* Consignes à suivre:
[A] Recopiez fidèlement le passage du texte sur le rôle des tribunaux dans le processus électoral qui débute aux mots « Infractions électorales » et s'achève après « les options gagnantes. ».
[B] D'après le texte sur le rôle des tribunaux dans le processus électoral, de quoi les juges d'un processus mené par un organisme indépendant sont-ils fiers ?
[C] Poursuivez la rédaction du texte sur le rôle des tribunaux dans le processus électoral à la suite de sa dernière phrase.

Le rôle des tribunaux dans l'élaboration saine d'un processus électoral varie selon les traditions légales et l'organisation administrative des élections. De plus leur efficacité est déterminée par les circonstances politiques et institutionnelles qui existent.
Le degré auquel les procédures judiciaires s'appliquent au processus électoral varie particulièrement, selon que les juges ou un tribunal sont intégrés à l'administration électorale ou qu'on leur confie le contrôle spécifique de chaque étape du processus. Le processus électoral mené par un organisme indépendant spécifique jouit généralement d'un nombre important de juges qui sont fiers de leur indépendance et de leurs connaissances légales quand vient le temps de résoudre des conflits.
Infractions électorales
Les mesures que prendront les tribunaux lorsqu'il y a infraction aux procédures électorales revêtent un grand intérêt. Toute une gamme d'infractions peuvent se produire à chaque étape du processus électoral. Les lois électorales prévoient une procédure par laquelle chaque citoyen peut exercer son droit de vote librement, tous les candidats et ceux qui appuient un candidat ou une option lors d'un référendum peuvent solliciter des votes et la compilation des votes doit se faire conformément à des règles de façon à déterminer les élus ou les options gagnantes.
Des circonstances qui perturbent la conduite des élections peuvent survenir à chaque étape du processus, notamment :
- des contraintes illégales à une mise en candidature;
- la falsification du registre électoral;
- l'obstruction ou la facilitation illégale, par des fonctionnaires, de la distribution de publicité électorale;
- l'utilisation de moyens illégaux pour obtenir des votes, comme la contrainte, la subornation et la fraude;
- une propagande malhonnête ou contraire aux règles établies en vue de sauvegarder le respect de l'adversaire;
- l'omission des bulletins de vote de certains partis;
- l'utilisation des médias pour appuyer injustement un candidat plutôt qu'un autre;
- la privatisation des droits d'un candidat au financement public;
- l'empêchement au vote, la subornation, ou la restriction illégale de la présence de représentants de candidats ;
- la falsification des résultats par les préposés.

* Données extraites:
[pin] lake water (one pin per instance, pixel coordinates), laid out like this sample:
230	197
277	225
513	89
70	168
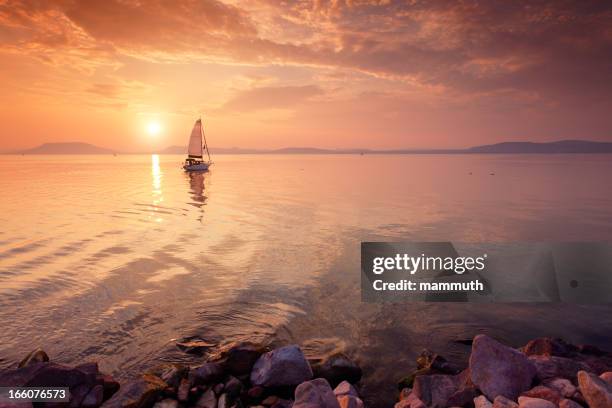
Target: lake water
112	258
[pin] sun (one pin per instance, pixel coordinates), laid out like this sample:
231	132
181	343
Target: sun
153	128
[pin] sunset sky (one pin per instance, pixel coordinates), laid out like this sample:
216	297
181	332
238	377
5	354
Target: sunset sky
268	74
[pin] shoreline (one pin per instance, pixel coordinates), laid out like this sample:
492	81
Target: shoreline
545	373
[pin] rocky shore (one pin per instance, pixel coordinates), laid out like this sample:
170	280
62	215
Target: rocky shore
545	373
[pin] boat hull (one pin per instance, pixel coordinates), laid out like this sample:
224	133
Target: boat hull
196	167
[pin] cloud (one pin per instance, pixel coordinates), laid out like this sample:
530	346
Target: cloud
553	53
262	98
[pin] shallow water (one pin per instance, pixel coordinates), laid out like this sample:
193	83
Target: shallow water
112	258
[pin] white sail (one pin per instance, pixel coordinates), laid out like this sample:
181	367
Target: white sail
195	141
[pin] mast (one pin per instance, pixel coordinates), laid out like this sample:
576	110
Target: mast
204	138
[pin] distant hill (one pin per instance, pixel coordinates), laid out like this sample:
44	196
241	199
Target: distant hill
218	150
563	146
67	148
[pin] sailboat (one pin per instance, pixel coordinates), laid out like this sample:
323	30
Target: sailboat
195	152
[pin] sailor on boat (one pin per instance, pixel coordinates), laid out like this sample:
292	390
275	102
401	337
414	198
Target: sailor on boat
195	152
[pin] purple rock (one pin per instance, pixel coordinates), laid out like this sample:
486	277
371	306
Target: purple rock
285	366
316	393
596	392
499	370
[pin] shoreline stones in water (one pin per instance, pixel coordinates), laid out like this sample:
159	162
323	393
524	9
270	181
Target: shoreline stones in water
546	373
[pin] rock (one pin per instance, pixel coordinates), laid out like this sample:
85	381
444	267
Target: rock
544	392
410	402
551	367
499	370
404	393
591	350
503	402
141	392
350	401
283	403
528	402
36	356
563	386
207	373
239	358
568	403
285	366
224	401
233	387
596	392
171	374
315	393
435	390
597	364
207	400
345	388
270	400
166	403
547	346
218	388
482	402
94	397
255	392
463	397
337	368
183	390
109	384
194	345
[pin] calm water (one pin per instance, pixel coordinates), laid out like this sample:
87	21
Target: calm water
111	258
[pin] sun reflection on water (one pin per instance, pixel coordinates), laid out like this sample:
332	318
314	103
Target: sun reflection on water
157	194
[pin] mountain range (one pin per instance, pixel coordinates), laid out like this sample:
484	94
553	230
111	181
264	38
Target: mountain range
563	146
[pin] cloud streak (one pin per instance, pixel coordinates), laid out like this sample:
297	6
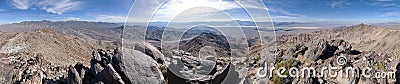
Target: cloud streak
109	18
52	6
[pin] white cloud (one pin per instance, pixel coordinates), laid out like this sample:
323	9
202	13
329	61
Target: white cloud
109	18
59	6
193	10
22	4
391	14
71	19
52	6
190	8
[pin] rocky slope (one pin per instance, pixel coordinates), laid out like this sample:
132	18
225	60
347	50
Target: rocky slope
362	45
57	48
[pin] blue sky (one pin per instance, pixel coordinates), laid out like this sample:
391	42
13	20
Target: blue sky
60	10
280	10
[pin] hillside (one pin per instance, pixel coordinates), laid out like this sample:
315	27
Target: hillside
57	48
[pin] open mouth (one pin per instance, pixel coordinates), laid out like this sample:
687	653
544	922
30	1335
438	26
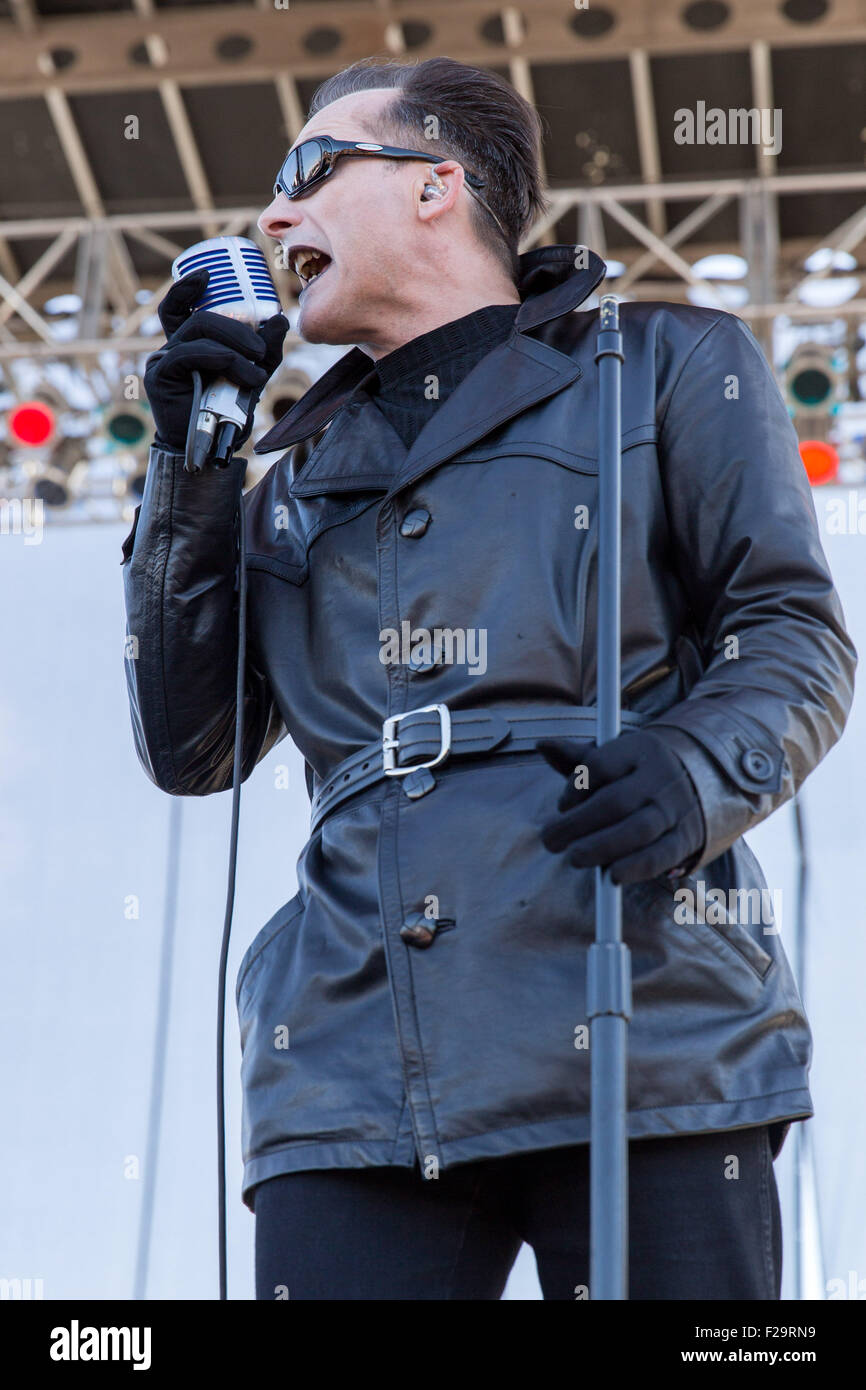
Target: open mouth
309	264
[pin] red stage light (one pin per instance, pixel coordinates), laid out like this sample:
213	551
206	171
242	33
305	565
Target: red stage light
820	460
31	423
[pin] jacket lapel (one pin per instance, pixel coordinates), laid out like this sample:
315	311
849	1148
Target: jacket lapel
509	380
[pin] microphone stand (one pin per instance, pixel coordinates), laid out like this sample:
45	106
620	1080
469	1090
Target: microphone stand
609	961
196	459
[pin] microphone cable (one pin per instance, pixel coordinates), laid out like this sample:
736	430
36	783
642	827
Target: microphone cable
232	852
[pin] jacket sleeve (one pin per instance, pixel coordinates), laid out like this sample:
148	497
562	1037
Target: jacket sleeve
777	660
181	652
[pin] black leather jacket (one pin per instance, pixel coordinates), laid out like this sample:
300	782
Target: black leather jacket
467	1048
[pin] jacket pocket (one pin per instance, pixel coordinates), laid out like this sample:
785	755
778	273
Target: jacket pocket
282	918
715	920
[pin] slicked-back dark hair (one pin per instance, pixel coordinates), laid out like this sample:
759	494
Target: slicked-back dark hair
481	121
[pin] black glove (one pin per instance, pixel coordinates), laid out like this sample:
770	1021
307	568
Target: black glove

* Réponses attendues:
[A]
Infractions électorales
Les mesures que prendront les tribunaux lorsqu'il y a infraction aux procédures électorales revêtent un grand intérêt. Toute une gamme d'infractions peuvent se produire à chaque étape du processus électoral. Les lois électorales prévoient une procédure par laquelle chaque citoyen peut exercer son droit de vote librement, tous les candidats et ceux qui appuient un candidat ou une option lors d'un référendum peuvent solliciter des votes et la compilation des votes doit se faire conformément à des règles de façon à déterminer les élus ou les options gagnantes.

[B] De leur indépendance et de leurs connaissances légales.

[C]
Malheureusement, les possibilités sont infinies. Chacune de ces fautes crée deux problèmes légaux de nature différente. Il faut déterminer à qui attribuer la faute pour sévir. Mais il faut également, et encore plus rapidement, freiner les gestes interdits pour rétablir les droits qui ont été violés. La campagne qui a connu de l'obstruction doit continuer; les personnes exclues indûment de la liste des électeurs doivent pouvoir voter; tout candidat qui satisfait aux exigences et dont la candidature a été refusée, doit pouvoir se présenter aux élections.
On trouve deux modèles de base pour en traiter :
- les systèmes qui tentent de codifier chaque type de conduite et d'établir un système de pénalités qui tiennent compte de l'importance de l'infraction;
- les systèmes qui confient l'interprétation des dispositions définies en termes généraux à l'organisme judiciaire ou administratif chargé de les administrer (l'interdiction de faire de la propagande par des moyens inadmissibles ou malhonnêtes, entravant ainsi l'exercice libre du vote, etc.)
Principes
D'un autre côté, il ne faut pas oublier que les interventions des tribunaux en matière de contrôle du processus doivent être considérées comme ultima ratio. Une élection au cours de laquelle les tribunaux doivent constamment intervenir pour régler des conflits indique un système qui manque de maturité et dont les règlements n'ont pas été compris par les candidats. C'est également un signe avant-coureur que les candidats défaits auront de la difficulté à accepter les résultats.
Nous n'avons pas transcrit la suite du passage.